- _Short problem_:
Pick out every line in the rows below that contains the word "each".

---- Supplied information

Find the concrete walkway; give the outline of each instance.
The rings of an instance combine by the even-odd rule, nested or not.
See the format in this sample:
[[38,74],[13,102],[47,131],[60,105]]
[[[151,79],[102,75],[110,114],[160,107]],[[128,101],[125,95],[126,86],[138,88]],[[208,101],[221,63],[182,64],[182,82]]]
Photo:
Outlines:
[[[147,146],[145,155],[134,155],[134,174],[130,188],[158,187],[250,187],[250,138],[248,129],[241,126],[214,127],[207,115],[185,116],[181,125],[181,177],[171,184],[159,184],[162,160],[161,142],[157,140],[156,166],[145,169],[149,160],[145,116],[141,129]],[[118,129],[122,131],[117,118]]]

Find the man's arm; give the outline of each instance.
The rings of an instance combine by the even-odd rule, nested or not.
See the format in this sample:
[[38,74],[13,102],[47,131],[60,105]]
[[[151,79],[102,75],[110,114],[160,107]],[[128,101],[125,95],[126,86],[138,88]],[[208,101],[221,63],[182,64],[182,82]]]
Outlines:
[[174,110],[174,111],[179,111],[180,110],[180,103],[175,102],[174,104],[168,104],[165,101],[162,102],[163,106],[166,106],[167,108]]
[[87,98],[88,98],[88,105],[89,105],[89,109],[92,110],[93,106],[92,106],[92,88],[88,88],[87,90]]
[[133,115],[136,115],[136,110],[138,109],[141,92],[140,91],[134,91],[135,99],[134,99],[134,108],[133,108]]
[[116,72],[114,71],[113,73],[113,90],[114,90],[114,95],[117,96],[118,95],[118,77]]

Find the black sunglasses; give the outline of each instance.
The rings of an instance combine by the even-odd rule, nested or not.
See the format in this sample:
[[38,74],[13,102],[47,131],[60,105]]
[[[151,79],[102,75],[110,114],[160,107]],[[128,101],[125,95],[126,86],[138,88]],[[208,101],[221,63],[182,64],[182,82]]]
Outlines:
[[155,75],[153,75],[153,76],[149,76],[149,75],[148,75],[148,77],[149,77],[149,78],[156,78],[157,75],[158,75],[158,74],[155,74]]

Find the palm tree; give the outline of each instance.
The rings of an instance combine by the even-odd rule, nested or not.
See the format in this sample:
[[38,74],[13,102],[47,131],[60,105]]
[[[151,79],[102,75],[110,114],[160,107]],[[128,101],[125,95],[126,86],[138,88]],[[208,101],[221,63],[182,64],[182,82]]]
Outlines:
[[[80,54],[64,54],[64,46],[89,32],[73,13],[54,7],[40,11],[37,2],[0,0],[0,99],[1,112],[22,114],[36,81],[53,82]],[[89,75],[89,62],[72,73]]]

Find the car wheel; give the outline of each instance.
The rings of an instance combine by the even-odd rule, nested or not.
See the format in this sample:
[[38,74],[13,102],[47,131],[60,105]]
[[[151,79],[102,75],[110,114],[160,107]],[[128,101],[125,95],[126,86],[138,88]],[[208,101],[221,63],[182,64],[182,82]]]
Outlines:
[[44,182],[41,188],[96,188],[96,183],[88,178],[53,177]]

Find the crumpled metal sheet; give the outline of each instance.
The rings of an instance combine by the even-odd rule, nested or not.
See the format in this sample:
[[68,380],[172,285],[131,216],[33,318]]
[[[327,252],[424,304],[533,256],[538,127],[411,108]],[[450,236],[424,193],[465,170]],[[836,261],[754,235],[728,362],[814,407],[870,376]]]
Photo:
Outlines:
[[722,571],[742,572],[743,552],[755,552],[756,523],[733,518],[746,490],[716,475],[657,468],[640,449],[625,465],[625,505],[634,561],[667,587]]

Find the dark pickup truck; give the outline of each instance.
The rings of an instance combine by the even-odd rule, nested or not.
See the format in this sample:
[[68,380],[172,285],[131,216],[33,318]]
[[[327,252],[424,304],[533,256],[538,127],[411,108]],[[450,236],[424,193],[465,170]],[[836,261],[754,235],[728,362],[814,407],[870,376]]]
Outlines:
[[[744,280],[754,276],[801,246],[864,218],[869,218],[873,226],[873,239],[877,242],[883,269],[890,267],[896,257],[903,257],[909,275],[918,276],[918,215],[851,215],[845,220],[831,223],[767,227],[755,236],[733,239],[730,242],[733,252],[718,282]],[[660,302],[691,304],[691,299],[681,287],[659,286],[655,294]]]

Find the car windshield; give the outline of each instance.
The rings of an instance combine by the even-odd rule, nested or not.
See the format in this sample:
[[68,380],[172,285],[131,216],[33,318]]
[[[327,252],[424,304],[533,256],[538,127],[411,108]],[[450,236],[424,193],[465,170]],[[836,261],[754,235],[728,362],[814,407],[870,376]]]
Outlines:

--------

- _Result_:
Find the concrete walkway; give the outline of each instance.
Find the man's arm; give the outline of each instance.
Find the black sunglasses; give the outline of each instance.
Find the palm tree; give the outline of each instance.
Find the car wheel; give the outline of each instance.
Find the crumpled metal sheet; give the outline of each instance.
Find the dark pickup truck; give the outline of each instance.
Find the car windshield; give the outline of each instance.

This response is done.